**WHAT THE TASK REQUIRES:** Count the rows below that contain the string "cloud". Reply with the number alone.

** START TASK INPUTS **

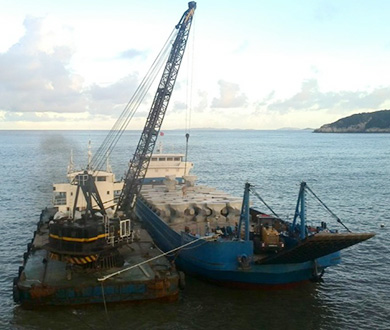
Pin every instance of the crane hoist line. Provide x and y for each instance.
(140, 162)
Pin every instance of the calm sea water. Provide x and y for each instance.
(349, 172)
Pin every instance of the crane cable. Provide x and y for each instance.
(127, 114)
(190, 83)
(327, 208)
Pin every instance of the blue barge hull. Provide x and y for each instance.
(221, 260)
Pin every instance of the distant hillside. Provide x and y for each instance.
(367, 122)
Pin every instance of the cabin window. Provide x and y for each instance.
(60, 198)
(125, 228)
(117, 193)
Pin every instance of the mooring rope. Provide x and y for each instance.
(102, 279)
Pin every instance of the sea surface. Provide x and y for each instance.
(349, 172)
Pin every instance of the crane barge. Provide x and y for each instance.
(82, 239)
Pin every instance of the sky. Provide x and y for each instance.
(248, 64)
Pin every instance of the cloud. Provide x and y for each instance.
(132, 53)
(229, 96)
(34, 75)
(107, 99)
(36, 82)
(310, 98)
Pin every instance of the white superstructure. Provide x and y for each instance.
(161, 165)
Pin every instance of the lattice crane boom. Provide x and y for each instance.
(141, 159)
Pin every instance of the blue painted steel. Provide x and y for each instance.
(221, 260)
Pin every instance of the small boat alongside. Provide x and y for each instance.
(235, 244)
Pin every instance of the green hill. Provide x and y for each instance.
(367, 122)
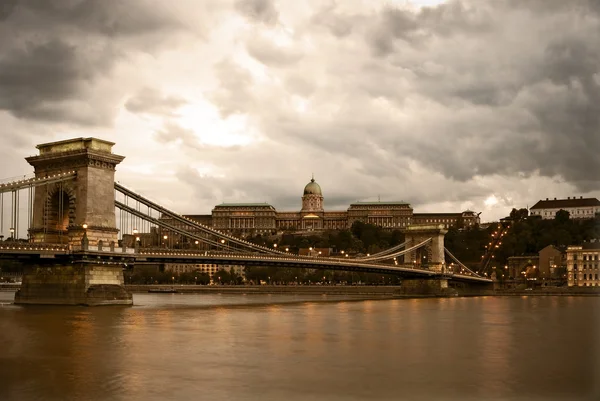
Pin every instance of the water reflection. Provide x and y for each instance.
(277, 347)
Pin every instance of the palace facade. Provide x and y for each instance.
(243, 219)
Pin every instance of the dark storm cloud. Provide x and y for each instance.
(262, 11)
(36, 79)
(549, 91)
(106, 17)
(153, 102)
(55, 54)
(234, 94)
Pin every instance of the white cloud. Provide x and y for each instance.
(448, 105)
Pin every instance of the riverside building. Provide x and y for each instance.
(244, 219)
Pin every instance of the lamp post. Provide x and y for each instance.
(84, 241)
(136, 238)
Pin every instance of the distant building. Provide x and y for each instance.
(243, 219)
(578, 208)
(517, 265)
(583, 265)
(551, 259)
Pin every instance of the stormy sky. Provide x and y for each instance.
(449, 105)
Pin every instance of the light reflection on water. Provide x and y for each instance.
(285, 347)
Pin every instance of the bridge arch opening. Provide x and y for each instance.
(60, 212)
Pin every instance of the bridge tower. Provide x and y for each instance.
(67, 212)
(430, 255)
(64, 211)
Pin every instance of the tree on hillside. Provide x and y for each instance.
(519, 214)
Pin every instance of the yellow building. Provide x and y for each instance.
(242, 219)
(583, 265)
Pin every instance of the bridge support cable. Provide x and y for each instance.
(460, 263)
(384, 252)
(195, 225)
(399, 253)
(152, 220)
(22, 184)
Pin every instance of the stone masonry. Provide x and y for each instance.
(60, 210)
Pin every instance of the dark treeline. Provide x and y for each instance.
(526, 235)
(258, 275)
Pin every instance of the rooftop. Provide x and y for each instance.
(264, 204)
(564, 203)
(378, 203)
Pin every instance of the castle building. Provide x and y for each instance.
(578, 208)
(243, 219)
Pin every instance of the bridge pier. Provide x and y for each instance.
(77, 283)
(428, 287)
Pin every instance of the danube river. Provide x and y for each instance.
(286, 347)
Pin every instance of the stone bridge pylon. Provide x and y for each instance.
(64, 211)
(432, 254)
(79, 203)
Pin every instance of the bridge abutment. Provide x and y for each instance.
(73, 284)
(427, 287)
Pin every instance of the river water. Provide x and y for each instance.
(285, 347)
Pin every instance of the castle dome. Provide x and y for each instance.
(312, 188)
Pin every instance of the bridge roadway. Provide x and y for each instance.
(129, 257)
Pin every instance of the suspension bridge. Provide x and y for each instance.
(76, 229)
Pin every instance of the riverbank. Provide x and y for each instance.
(361, 290)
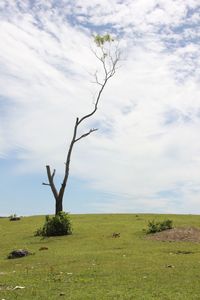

** END TASK INPUTS **

**THE RESPONSE:** 3